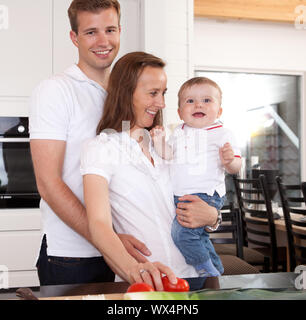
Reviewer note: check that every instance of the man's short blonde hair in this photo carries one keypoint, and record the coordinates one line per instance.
(94, 6)
(196, 81)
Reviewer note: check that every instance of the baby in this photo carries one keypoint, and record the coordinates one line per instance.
(199, 151)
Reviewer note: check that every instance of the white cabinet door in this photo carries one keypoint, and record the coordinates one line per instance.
(26, 46)
(64, 52)
(19, 249)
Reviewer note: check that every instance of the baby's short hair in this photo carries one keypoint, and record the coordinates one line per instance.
(196, 81)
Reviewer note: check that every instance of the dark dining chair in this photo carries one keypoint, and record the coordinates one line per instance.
(292, 197)
(228, 239)
(258, 220)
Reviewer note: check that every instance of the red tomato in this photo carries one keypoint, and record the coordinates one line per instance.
(181, 286)
(139, 287)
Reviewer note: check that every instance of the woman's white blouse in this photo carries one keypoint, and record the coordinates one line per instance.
(141, 195)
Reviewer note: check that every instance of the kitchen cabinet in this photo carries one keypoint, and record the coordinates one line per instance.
(26, 49)
(20, 235)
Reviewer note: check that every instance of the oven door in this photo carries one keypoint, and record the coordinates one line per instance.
(17, 180)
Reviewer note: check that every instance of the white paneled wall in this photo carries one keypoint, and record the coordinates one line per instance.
(253, 46)
(167, 33)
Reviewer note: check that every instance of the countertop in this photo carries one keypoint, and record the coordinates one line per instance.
(282, 280)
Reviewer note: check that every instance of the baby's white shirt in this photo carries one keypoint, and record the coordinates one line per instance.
(196, 166)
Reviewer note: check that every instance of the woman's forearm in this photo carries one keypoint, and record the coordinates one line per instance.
(112, 249)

- **PROBLEM**: Copy out again, word for word, the part of the material that opens with the line containing "Reviewer note: check that every instance of the countertop" and runs through the end of the material.

- **EXPECTED ANSWER**:
Reviewer note: check that every instance of the countertop in this photo carries one keypoint, and record the coordinates one line per instance.
(282, 280)
Reviewer note: check that every instance of the baby's white shirt in this photo carries one keypoint, and record the coordinates one line per instance.
(196, 166)
Reviewer note: check that every instance of the woman's forearm in this photo carries one keypoint, and record the coordinates one line per instance.
(112, 249)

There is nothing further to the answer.